* What you should do *
Your output should repeat the entries below exactly. It should contain no images.

* Information given *
"""
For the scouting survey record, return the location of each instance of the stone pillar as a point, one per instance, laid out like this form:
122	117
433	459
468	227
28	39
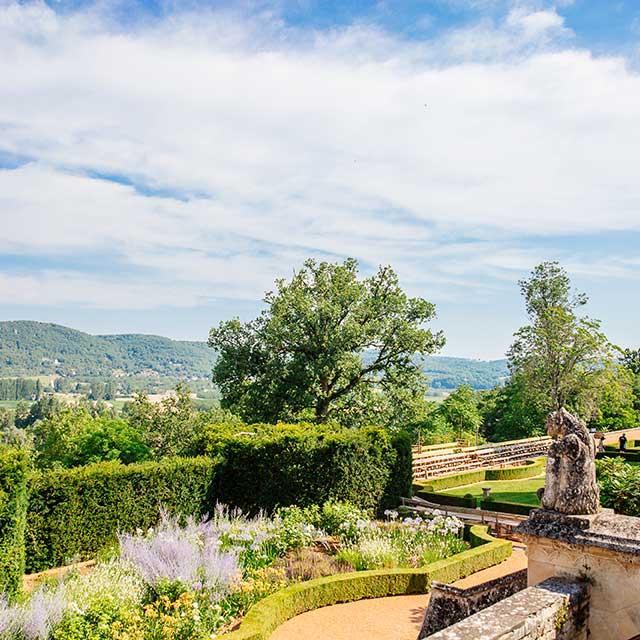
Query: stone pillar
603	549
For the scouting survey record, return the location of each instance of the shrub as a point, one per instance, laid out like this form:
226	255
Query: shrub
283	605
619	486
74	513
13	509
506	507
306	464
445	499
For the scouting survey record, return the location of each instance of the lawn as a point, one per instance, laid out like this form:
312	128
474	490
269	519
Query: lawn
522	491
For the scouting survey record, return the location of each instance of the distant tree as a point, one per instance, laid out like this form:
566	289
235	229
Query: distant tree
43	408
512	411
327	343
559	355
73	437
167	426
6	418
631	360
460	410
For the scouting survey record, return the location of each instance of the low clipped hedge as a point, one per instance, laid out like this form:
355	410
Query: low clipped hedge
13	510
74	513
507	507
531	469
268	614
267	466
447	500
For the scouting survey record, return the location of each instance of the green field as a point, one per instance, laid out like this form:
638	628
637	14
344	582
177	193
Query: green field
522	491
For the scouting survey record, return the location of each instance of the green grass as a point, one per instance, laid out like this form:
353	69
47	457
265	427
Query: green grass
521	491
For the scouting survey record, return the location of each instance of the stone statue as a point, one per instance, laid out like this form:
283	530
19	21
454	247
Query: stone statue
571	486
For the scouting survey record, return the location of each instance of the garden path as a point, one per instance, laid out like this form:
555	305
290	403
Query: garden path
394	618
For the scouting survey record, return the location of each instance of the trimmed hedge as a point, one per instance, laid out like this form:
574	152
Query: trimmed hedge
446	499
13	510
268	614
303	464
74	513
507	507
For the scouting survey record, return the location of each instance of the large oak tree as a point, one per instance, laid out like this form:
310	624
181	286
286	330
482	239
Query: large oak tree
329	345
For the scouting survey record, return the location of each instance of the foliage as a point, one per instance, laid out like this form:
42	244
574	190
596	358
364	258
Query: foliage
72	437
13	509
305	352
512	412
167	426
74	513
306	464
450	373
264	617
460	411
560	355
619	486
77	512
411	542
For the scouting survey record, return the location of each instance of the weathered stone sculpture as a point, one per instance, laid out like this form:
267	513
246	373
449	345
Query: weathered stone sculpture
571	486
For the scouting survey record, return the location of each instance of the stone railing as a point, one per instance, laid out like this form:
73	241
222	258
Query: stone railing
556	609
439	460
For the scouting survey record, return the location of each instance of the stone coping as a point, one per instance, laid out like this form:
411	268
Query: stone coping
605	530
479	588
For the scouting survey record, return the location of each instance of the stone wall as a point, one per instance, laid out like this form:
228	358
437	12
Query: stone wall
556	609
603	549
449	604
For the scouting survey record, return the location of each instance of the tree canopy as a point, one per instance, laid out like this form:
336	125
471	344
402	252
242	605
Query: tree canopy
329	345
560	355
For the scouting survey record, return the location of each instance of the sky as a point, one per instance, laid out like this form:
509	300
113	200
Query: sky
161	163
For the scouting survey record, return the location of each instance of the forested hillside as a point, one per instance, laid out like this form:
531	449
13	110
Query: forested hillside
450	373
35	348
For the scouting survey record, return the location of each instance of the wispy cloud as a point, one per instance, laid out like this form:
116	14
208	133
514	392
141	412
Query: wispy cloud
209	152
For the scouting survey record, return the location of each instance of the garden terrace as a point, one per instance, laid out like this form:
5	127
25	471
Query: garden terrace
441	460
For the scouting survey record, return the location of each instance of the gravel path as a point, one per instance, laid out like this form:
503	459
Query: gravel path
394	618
"""
* Answer box *
For the scouting survey record, return the location of each instance of the stone pillar as a point, one per instance, laid out like this form:
122	117
433	459
468	227
28	39
Query: stone pillar
603	549
For the scouting survey record, return the location of each instance of the shrub as a point, one per instance, laid out like this form:
226	255
Query: shrub
283	605
619	486
74	513
13	509
506	507
306	464
445	499
For the scouting survey record, return the location of each instance of the lawn as a point, one per instance, laid out like this form:
312	128
474	490
269	519
Query: lawn
522	491
For the scouting survey record, return the location of each instance of the distant tree as a point, one per instance, laid out like this form:
566	289
235	229
Query: distant tree
43	408
512	411
327	343
559	355
73	437
167	426
6	418
631	360
460	410
For the scouting survey record, return the location of each instance of the low clipped hedge as a point, one per instance, laid out like this form:
355	410
Query: low clipped hedge
13	510
74	513
507	507
531	469
268	614
267	466
447	500
For the scouting survey record, return the location of each instance of the green field as a point, one per instance, laid out like this form:
638	628
637	14
344	582
177	193
Query: green field
522	491
For the scouting survey record, return the location of each instance of the green grass as a point, one per instance, laid out like this form:
353	69
47	457
265	427
Query: green grass
521	491
For the scouting survey record, return the location of each instance of the stone statue as a point, one per instance, laid out like this form:
283	530
19	21
454	247
Query: stone statue
571	486
For the scouting survey record, return the location of each instance of the garden path as a point, one per instance, laid out like this form:
555	305
290	403
Query: garden path
394	618
For the scouting survey record, return the location of each instance of the trimmed hedge as a point, one per instance, laid out like this form:
574	152
Query: trimmed hedge
446	499
13	510
268	614
303	464
74	513
507	507
For the scouting survey record, return the location of each instance of the large oak tree as a point, one per instance, laid out like this form:
310	624
181	286
286	330
482	239
Query: large oak tree
329	345
For the scouting survey record, return the location of each instance of the foliage as a point, one per instance, laid out like this form:
42	244
574	190
596	358
364	258
Query: foliage
72	437
13	509
305	352
512	412
167	426
74	513
306	464
450	373
264	617
460	411
560	355
619	486
77	512
411	542
For the scouting survey record, return the location of each instance of the weathered stone sculpture as a point, one per instance, laid out like this form:
267	513
246	373
449	345
Query: weathered stone sculpture
571	486
For the scouting survey record, return the location of each instance of the stone railing as a point, one per instance, laid out like this form:
73	241
222	258
Query: stone railing
556	609
439	460
For the scouting survey record, return the location of each instance of the stone coping as a point, one per instance, laid out like this form:
411	268
Query: stone coping
605	530
479	588
For the scouting survey record, return the location of each instance of the stone wall as a point, one per instance, laid out like this form:
228	358
437	12
Query: stone wall
556	609
603	549
449	604
For the scouting survey record, return the location of each instance of the tree canopy as a point, one per instance, laid out like this form:
336	125
471	344
402	252
242	605
Query: tree canopy
329	345
560	355
For the scouting survey record, return the location of each instance of the sky as a point, one per instance, laid out like this form:
509	300
113	200
Query: sky
161	163
For the scouting survey record, return the location of each instance of the forested hillside as a point, one per instance, laid out like this form:
531	449
13	110
Query: forested hillside
450	373
35	348
For the scouting survey record, return the location of each instance of the wispy cloud as a point, one per instance, laid out like this form:
116	14
208	133
514	392
141	412
Query: wispy cloud
209	152
For the scouting survey record, return the location of each instance of the garden terrace as a point, one per instance, laid out like this form:
5	127
25	471
Query: garden terrace
441	460
For the scouting survey record, return the location of each instance of the gravel path as a point, one per instance, laid out like this form:
503	459
Query: gravel path
394	618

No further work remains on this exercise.